§ **Source text**
::::::::

Can try 1/16th inch thick shim.
Can try 1/8th inch thick shim. Even cardboard wrapped to the grip with blue masking tape can make a temporary shim
and this will allow tiny experiments in draw length between module sizes.

I rotated the photo so the truck windshield and truck bumper were dead level
and got the edge of the brick building to dead vertical.

With todays photo, I agree that the current draw module size is in the ball park,
and would experiment with going in the shorter direction
until you can bust nocks at 30 yards. When shooting one hole arrow diameter groups at 30 yards,
THEN, you have really dialed in the tuning on the bow, and the shooting posture at full draw.

Example.



THIS guy was asking for help, JUST like you.
He was stuck low, hitting 12-inches below the spot at 20 yards.
HALF the folks said he was too long on the draw.
HALF the folks said he was too short on the draw.
Most of the folks said he had target panic. 

Same ole, same ole. LOTS of bad advice.
So, sent him a pm. TOLD him the bow DRAW LENGTH was perfect, actually.
However, his FORM, his full draw posture needs LOTS of work.
Told him he needed 60 MINUTES of form work practice.
NOT months of blank bale work.

NEW form, but with exact same bow draw length. ZERO tuning on the bow settings.
Added a DIY kisser button, cuz I changed his anchor.



NEW anchor, with DIY kisser button touching corner of mouth.



OLD and NEW full draw posture, with the EXACT same draw length.

So, his NEW 20 yd results, after 60 minutes of short distance practice, for the NEW posture.



He can hit the spot at 20 yards, now. No longer stuck low.

So, he just HAD to try 30 yards.



Busting nocks at 30 yards.

SO, try things (bow tuning) and Full Draw Posture, until you can bust nocks at 30 yards.
When you can bust nocks at 30 yards...then, you are onto something....the ideal bow tuning for you,
the ideal bow module size for you (regardless of what the label says)
and you are onto the IDEAL full draw posture for you.


----------



## nuts&bolts (Mar 25, 2005)

Fella I have been working with via PM message.

_"I shortened my d-loop by about a 1/16"
I added an 1/8" shim to the grip. My son has a 3D printer so I just made some with it.

::::::::

Image box annotation records
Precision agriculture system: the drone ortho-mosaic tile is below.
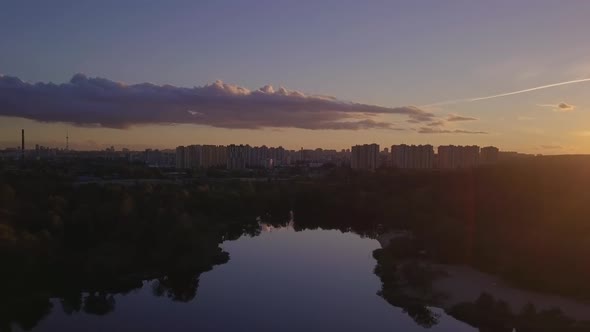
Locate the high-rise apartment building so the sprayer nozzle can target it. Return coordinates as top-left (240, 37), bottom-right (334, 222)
top-left (350, 143), bottom-right (379, 170)
top-left (479, 146), bottom-right (500, 164)
top-left (391, 144), bottom-right (434, 169)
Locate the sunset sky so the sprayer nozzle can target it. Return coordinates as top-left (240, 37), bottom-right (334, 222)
top-left (0, 0), bottom-right (590, 154)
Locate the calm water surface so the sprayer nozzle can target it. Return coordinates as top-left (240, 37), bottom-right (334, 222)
top-left (24, 227), bottom-right (475, 332)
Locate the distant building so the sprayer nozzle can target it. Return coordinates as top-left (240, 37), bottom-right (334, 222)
top-left (391, 144), bottom-right (434, 169)
top-left (350, 144), bottom-right (379, 170)
top-left (176, 145), bottom-right (186, 169)
top-left (479, 146), bottom-right (500, 164)
top-left (227, 144), bottom-right (250, 169)
top-left (438, 145), bottom-right (479, 168)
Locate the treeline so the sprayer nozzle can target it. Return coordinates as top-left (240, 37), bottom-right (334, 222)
top-left (0, 168), bottom-right (288, 331)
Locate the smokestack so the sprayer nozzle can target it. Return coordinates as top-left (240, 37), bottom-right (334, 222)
top-left (20, 129), bottom-right (25, 160)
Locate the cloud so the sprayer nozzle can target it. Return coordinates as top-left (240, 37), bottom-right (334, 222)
top-left (557, 103), bottom-right (576, 112)
top-left (417, 127), bottom-right (488, 134)
top-left (421, 77), bottom-right (590, 107)
top-left (426, 120), bottom-right (445, 127)
top-left (447, 114), bottom-right (477, 122)
top-left (572, 130), bottom-right (590, 137)
top-left (537, 103), bottom-right (576, 112)
top-left (0, 74), bottom-right (434, 130)
top-left (541, 144), bottom-right (563, 150)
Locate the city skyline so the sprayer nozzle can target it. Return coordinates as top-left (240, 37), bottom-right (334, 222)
top-left (0, 1), bottom-right (590, 154)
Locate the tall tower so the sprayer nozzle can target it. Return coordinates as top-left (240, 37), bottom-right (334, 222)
top-left (20, 129), bottom-right (25, 160)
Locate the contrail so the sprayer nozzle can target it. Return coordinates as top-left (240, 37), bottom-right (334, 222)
top-left (422, 78), bottom-right (590, 107)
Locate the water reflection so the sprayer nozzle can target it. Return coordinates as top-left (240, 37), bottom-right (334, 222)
top-left (0, 218), bottom-right (583, 331)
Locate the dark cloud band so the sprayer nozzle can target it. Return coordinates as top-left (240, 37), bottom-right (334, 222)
top-left (0, 74), bottom-right (434, 130)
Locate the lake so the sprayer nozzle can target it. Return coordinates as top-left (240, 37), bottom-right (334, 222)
top-left (15, 225), bottom-right (476, 332)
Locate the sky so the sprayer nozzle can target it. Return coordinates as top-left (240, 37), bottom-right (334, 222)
top-left (0, 0), bottom-right (590, 154)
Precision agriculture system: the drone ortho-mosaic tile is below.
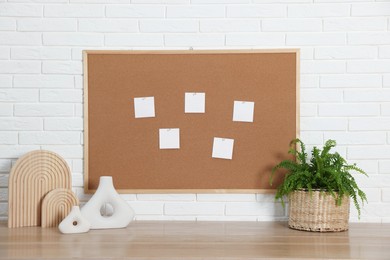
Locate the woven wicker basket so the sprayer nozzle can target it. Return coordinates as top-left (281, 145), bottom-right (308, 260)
top-left (288, 191), bottom-right (349, 232)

::::::::

§ **Task details**
According to the archery forum text, why was a DIY kisser button added to the shooter's setup? Answer in one to three sentences.

§ **Final answer**
The kisser button was added because his anchor had been changed. With the new anchor, the button touches the corner of his mouth.